▶ _WORK ORDER_
Below are some records. Set each one down exactly as it reads.

▶ _AVAILABLE DATA_
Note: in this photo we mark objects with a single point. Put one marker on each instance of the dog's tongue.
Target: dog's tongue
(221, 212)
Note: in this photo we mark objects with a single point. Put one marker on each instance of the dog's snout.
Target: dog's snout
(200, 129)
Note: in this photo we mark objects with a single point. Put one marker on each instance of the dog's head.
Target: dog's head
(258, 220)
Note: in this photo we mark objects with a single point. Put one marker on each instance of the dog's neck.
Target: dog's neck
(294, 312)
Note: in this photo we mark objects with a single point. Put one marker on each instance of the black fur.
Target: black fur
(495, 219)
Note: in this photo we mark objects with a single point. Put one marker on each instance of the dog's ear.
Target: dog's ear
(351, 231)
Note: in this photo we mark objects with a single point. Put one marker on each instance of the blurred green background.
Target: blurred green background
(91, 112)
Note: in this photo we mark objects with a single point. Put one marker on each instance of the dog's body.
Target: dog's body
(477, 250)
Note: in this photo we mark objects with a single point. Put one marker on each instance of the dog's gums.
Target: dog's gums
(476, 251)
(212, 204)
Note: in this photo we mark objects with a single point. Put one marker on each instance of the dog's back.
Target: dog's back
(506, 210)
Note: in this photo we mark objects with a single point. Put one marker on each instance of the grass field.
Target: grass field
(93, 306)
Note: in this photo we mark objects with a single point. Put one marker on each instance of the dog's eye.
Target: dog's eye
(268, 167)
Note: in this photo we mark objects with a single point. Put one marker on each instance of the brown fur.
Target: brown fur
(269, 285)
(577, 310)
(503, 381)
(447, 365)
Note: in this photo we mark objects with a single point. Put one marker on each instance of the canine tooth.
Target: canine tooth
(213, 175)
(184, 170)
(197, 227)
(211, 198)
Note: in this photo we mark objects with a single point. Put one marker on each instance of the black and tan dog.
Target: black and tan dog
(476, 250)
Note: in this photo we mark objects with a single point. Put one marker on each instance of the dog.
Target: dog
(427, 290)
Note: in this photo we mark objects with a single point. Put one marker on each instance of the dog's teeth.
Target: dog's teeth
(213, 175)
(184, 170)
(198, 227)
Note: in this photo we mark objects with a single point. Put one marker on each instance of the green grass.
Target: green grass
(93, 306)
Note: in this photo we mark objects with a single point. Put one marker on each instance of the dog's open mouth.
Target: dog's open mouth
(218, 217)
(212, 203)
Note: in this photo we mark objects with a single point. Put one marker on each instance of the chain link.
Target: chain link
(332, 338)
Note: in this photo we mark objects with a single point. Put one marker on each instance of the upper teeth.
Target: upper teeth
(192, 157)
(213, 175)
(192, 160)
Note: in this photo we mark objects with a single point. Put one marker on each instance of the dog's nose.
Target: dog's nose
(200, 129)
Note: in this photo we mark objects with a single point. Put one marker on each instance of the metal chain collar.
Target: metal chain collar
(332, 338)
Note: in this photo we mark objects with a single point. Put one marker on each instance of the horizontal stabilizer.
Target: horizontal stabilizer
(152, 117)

▶ _RESULT OF THIS EXERCISE_
Note: in this photo we mark objects with a single point. Put one marker on each instance of the dog's tongue.
Target: dog's tongue
(221, 212)
Note: in this photo we mark objects with a single point. Put one marker on each instance of the dog's snout.
Target: dog's snout
(200, 129)
Note: in this photo we mark objects with a single point. Put one marker on each instance of the dog's head.
Target: dog's head
(258, 220)
Note: in this photo we mark objects with a single point. Put one marker on each instance of the dog's neck.
Target: dog's neck
(294, 312)
Note: in this photo we mark objects with a single point. Put one marker on each instance of the black fur.
Target: black fur
(495, 219)
Note: in this photo we mark objects with a single point. Put one marker on each instance of the dog's ear.
Target: dog's ear
(351, 231)
Note: in this photo we mark objects with a single point. Put one marker on each instance of the blurred green background.
Target: blurred green background
(91, 112)
Note: in this photo we mark objects with a single point. Put one marker on each instance of the dog's body.
Target: dog's body
(477, 250)
Note: in this photo we mark objects with a single point. Put one marker on each instance of the dog's gums.
Target: dog's gums
(476, 251)
(212, 204)
Note: in this photo we mark objects with a single point. Put one marker on each instance of the dog's back.
Target: dog's back
(506, 210)
Note: in this photo we mark objects with a single point. Put one marker on each instance of the grass field.
Target: grass field
(93, 306)
Note: in this photo we mark objects with a single point. Put one marker on each instance of the dog's eye.
Target: dog's eye
(268, 167)
Note: in this photo we mark objects with a single point. Put one marker on each instance of the brown fur.
Target: brown fur
(269, 285)
(577, 310)
(503, 381)
(447, 365)
Note: in this photo we mark objects with a single point. Put one marker on each instance of the canine tooth.
Target: canine tooth
(213, 175)
(184, 170)
(197, 227)
(211, 198)
Note: in this photo we mark objects with a single point. Put one marker on each instance of the black and tan dog.
Target: black and tan dog
(476, 250)
Note: in this photo we mark objects with a single point. Put one marker on each instance of the dog.
Target: dog
(427, 290)
Note: in this photo we mark objects with a single point. Put one marker on each instance of the dog's teeth.
Target: dog's teeth
(213, 175)
(184, 170)
(198, 227)
Note: in this photo we mark objects with a single point. Put one marker on each instance of the green grass.
Target: green grass
(93, 306)
Note: in this photo we mark objects with a single point. Put one marker on each instance of the dog's open mouth.
Target: dog's open mouth
(218, 217)
(212, 203)
Note: in this photo we mark objects with a single point. Put one marker on each instance of the chain link.
Target: chain link
(332, 338)
Note: in this photo we mark objects with a single point. Put one marker on each instance of the upper teeth.
Target: upper teeth
(192, 157)
(213, 175)
(192, 160)
Note: in this photo we mark objects with a single point. Put one marker on each instance of the dog's nose.
Target: dog's nose
(200, 129)
Note: in this photo we mark objects with a single point. Put one marker on each instance of the metal chain collar.
Target: metal chain collar
(332, 338)
Note: in this photo we mark objects with a single point. Put one marker on each instance of the horizontal stabilizer.
Target: horizontal stabilizer
(152, 117)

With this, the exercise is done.